* [Extract to read]
+ + + + + + +

The printer's proof which arrived today shows that the whole project has worked out exactly as I intended. 190 pages of stories, each one independent - about 30 of them. It's a 'dip into' book, or as the term goes, a 'coffee table' book, or I expect for some, a 'pick up and read straight through' book.

Either way, I sincerely hope that it proves enjoyable for you, as per my intention.

It is Royal size, which means that people like me will have no trouble handling it, nor will they have any trouble reading, as I have made the print 12 point size, to accommodate poor eyesight like mine.

There are illustrations too, which may or may not amuse.

Please don't forget, if you wish, I have available, a delightful bookplate for insertion inside. If you want one, then please mail me at: thechickenandtheworm@mantonwood.co.uk.

I will need your name and street address (for the mailing label), plus a few short words for the message, and I will be happy to write this onto the plate in my own fair hand before mailing to you.

Then I shall destroy all traces of your details. That is a solemn promise. I have no interest in collecting such things, except as apply to my friends and I certainly will not pass it on to anyone else.

Enjoy the book.

Perils of Adolescence

Again, whiling away the time until The Chicken arrives for final approval, I wrote this story this very morning.

Please enjoy and feel free to comment, should you be moved to that extreme!

+ + + + + + +

* [Extracted material]
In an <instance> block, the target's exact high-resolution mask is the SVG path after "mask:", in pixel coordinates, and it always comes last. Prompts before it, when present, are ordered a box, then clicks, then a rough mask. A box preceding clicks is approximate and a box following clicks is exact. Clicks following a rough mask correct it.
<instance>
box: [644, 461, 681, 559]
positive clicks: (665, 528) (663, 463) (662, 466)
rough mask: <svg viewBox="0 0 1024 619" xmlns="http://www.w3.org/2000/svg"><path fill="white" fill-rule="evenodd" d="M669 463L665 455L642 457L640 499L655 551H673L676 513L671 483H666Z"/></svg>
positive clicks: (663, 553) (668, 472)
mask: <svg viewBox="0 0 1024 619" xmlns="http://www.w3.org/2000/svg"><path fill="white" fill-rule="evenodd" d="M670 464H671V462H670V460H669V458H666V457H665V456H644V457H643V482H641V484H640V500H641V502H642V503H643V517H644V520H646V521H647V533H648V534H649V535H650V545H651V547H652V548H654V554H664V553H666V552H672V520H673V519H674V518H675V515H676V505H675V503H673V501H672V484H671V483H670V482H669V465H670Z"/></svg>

+ + + + + + +

* [Task instructions]
Answer these questions using the note about the book.
(a) How many pages of stories does the printer's proof show?
(b) What print size did the writer choose for the book?
(c) What does the writer promise to do with a reader's details after sending the bookplate?

* [Task response]
(a) 190 pages.
(b) 12 point.
(c) Destroy all traces of them.